SUPPLIED DATA below:

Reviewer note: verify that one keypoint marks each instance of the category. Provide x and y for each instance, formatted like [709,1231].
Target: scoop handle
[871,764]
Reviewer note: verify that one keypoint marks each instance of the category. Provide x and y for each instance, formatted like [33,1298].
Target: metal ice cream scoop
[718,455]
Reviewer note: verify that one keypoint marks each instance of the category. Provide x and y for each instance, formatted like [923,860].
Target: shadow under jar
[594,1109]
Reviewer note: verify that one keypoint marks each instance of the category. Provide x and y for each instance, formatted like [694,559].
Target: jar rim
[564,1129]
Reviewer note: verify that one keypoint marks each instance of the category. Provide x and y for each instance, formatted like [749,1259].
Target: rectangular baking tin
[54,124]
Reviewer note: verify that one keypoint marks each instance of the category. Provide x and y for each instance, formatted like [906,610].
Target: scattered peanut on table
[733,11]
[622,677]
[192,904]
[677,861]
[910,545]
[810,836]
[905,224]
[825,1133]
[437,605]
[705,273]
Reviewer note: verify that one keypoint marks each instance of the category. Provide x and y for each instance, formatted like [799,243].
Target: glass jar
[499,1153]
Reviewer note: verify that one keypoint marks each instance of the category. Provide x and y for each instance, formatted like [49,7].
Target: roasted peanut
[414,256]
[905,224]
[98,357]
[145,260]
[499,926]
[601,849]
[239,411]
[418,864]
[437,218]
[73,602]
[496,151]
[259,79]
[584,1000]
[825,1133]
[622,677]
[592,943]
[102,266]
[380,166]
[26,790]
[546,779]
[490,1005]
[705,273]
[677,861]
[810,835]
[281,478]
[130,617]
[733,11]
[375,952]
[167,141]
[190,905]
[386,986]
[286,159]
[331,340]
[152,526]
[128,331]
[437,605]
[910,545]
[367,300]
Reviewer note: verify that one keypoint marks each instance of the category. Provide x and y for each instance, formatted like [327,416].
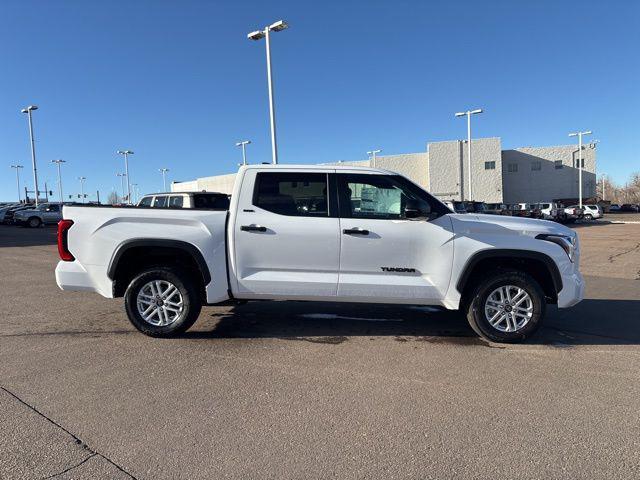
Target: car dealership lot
[302,390]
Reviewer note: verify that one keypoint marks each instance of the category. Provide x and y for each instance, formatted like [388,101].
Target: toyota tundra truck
[321,233]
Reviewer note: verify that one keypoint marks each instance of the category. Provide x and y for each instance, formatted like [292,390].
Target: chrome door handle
[253,228]
[355,231]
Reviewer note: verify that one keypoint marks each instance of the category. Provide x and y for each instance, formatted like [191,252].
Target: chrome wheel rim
[508,308]
[160,303]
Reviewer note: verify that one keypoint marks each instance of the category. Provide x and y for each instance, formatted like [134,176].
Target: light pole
[372,154]
[257,35]
[243,144]
[468,113]
[135,191]
[58,162]
[579,135]
[122,175]
[18,167]
[164,171]
[126,154]
[28,111]
[82,179]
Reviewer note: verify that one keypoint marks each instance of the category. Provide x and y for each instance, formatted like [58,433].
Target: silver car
[47,213]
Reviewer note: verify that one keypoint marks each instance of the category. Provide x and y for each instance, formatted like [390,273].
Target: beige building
[526,174]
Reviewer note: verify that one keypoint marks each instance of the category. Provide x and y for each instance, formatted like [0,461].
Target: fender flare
[510,253]
[187,247]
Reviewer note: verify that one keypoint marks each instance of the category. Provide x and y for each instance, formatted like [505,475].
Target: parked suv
[197,200]
[45,213]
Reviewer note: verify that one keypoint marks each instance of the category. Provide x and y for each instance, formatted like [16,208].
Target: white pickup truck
[341,234]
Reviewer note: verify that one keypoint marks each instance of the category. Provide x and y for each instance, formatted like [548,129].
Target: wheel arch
[539,265]
[134,254]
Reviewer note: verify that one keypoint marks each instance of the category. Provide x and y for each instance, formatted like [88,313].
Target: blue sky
[179,83]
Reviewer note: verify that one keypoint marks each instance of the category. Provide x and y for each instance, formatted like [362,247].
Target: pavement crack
[66,470]
[632,249]
[77,439]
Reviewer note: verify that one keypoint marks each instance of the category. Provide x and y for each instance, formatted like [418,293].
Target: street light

End of SUPPLIED DATA.

● **YOUR TASK**: All lines of the material above should be returned unchanged, but no pictures should be included.

● **RESPONSE TO THIS EXERCISE**:
Reviewer note: verify that one keypoint marks each instance of the category. Provide x and y for each instance, formatted like [709,1231].
Target: scoop handle
[871,764]
Reviewer note: verify that one keypoint marks each instance of the category. Provide x and y for each instance, formatted like [33,1298].
Target: metal ice cream scoop
[718,455]
Reviewer note: verify that one keypoint marks each instance of the category. Provide x and y for each instance, formatted like [923,860].
Target: shadow under jar
[594,1109]
Reviewer note: verify that one keypoint marks each instance of the category. Provide x and y for each instance, formatted like [694,559].
Target: jar rim
[564,1129]
Reviewer note: verify that one keypoint marks each instance of the category. Provide x and y for each instance, formatted like [749,1259].
Target: rectangular baking tin
[54,124]
Reviewer note: verify that one keypoint marks each instance of the category. Provide x and y for each instance, formatted like [906,610].
Target: scattered peanut on table
[733,11]
[622,677]
[192,904]
[677,861]
[910,545]
[810,836]
[905,224]
[825,1133]
[437,605]
[705,273]
Reviewer note: verify that one keypoint marks each instance of the category. Provide x and y for each instance, formatted like [799,243].
Target: glass jar
[499,1153]
Reviewer note: verify that one keypoint marks each instance of the category. Provide x and y for each instance, formatted like [49,7].
Target: roasted peanut
[414,256]
[905,224]
[98,357]
[145,260]
[499,926]
[601,849]
[239,411]
[418,864]
[437,218]
[73,602]
[496,151]
[259,79]
[584,1000]
[825,1133]
[622,677]
[592,943]
[102,266]
[380,166]
[26,790]
[546,779]
[490,1005]
[705,273]
[677,861]
[810,835]
[281,478]
[130,617]
[733,11]
[375,952]
[167,141]
[190,905]
[386,986]
[286,159]
[331,340]
[152,526]
[128,331]
[437,605]
[910,545]
[367,300]
Reviewer note: verify that one keypoint marks each instance of the category. Provide x and y for each instance, formatted like [327,416].
Target: car dealership lot
[302,390]
Reviewer note: verify that one keypoint marks each instance of the category. Provide x and y for each instance, formatted like [388,101].
Target: toyota tundra truck
[321,233]
Reviewer note: verify that one keypoint marks each instance of the category. Provide x and y for each instance, formatted like [292,390].
Target: chrome door handle
[253,228]
[355,231]
Reviewer note: verify that one keypoint marks each instance of the category. Provide x and y for each instance, formatted like [191,252].
Target: chrome wheel rim
[508,308]
[160,303]
Reviewer note: verify that one keypoint marks each instance of the category. Provide x and y for each instance, formatted like [134,176].
Target: light pole
[372,154]
[257,35]
[243,144]
[468,113]
[135,191]
[58,162]
[579,135]
[122,175]
[18,167]
[164,171]
[126,154]
[28,111]
[82,179]
Reviewer note: verify that one keypoint marks each instance of the category. Provide x and y for each instance, formatted like [58,433].
Target: silver car
[47,213]
Reviewer note: verify that one keypoint marks each instance of the category. Provide x and y for each instance, formatted like [390,273].
Target: beige building
[526,174]
Reviewer note: verify that one keypoint marks each instance of the category. Provide x and y for each instance, formatted like [0,461].
Target: fender flare
[510,253]
[187,247]
Reviewer note: verify that one keypoint marks each instance of the category. Provide x and y for each instance, formatted like [505,475].
Target: parked suv
[197,200]
[45,213]
Reviewer note: verify that one keypoint marks each instance of the category. Provide x and y for each instance, formatted like [16,208].
Target: white pickup truck
[341,234]
Reviewer note: verify that one keypoint marks each instance of the category. Provide x and y for each instance, formatted like [548,129].
Target: wheel arch
[539,265]
[134,254]
Reviewer note: verify that one keypoint marks each instance of the category. Provide x and y for each instance, formatted like [88,313].
Target: blue sky
[179,83]
Reviewer note: verify that one keypoint marks each instance of the category. Provide x and y for each instance, formatted like [362,247].
Target: pavement crack
[66,470]
[632,249]
[77,439]
Reviewer note: verify that one keypoint marks each instance of the category. Provide x and y for each instance, formatted like [418,293].
Target: street light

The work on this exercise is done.